> **Task instructions**
Continue the exchange about Revenue and employment status in the meat-processing sector, starting right after its final sentence.

Niall Cody: I will have to get back to the Deputy about that. When he talks about a test case, I am not 100% certain. If he has a reference, it would help.
Matt Carthy: We will get that. It was publicised in the House.
Mr. Cody mentioned inspections or investigations within the construction sector. Will he confirm whether Revenue has carried out any similar investigations in respect of this issue within the meat-processing sector?
Niall Cody: What we do in the meat processing sector is keep an eye on the employment status. Most of the meat companies have employees or recruit through agencies. If they recruit through agencies, the agency has a role as the employer in that context. We are keeping a very close eye on it and pay close attention to what is said in this House about various practices. We are also very open to any information from trade unions and we are in regular engagement with various agencies around practices. The challenge is that it is a matter of contract law and sometimes the relationship is unequal. Unless we can get information that allows us to look beyond something, we are sometimes constrained.

> **Pointing data for referring expressions**

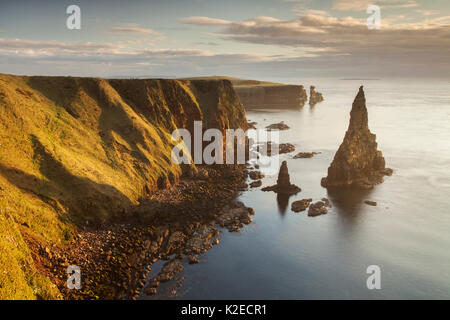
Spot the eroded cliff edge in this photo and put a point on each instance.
(77, 151)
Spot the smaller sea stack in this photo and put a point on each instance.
(357, 162)
(314, 96)
(283, 185)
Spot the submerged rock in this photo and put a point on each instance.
(357, 163)
(271, 148)
(278, 126)
(256, 184)
(283, 182)
(300, 205)
(314, 96)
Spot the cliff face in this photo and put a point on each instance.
(314, 96)
(357, 162)
(257, 96)
(75, 151)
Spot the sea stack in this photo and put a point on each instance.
(357, 163)
(314, 96)
(283, 185)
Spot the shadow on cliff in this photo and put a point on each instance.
(349, 202)
(83, 199)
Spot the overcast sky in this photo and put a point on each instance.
(261, 39)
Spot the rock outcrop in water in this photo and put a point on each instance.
(314, 96)
(283, 185)
(357, 162)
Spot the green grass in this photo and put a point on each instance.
(79, 150)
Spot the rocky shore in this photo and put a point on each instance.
(179, 223)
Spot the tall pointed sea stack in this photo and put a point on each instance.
(357, 162)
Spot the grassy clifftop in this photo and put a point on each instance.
(79, 151)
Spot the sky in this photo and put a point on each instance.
(253, 39)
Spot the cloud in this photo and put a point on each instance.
(361, 5)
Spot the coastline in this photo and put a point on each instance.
(182, 221)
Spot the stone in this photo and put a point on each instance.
(278, 126)
(256, 184)
(150, 291)
(283, 185)
(327, 203)
(305, 155)
(300, 205)
(357, 163)
(193, 260)
(314, 96)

> **Response box**
The biggest driver, from a fiscal point of view, is the employer’s PRSI. That is the big saving, but other workers’ rights arrangements are not the subject of our control. Two years ago, I think, there was a consultation by the then Department of Employment Affairs and Social Protection and the Department of Finance, which we supported, and I think we gave the committee a link to the report and the documentation we provided. That highlighted the challenge, as has been experienced in other jurisdictions, where the legislation has looked at, effectively, a different type of worker and having a different set of rules—–
Matt Carthy: A particular type of company engages in this. Can I extrapolate from what Mr. Cody stated that he accepts there remains an issue with bogus self-employment?
Niall Cody: The relevant contracts tax was introduced in the construction sector in 1971 as a requirement in respect of subcontracting and its variants. This is a factor in all jurisdictions and will always be one we have to take care of. A commission on tax and social welfare is being set up and the area needs a lot of consideration.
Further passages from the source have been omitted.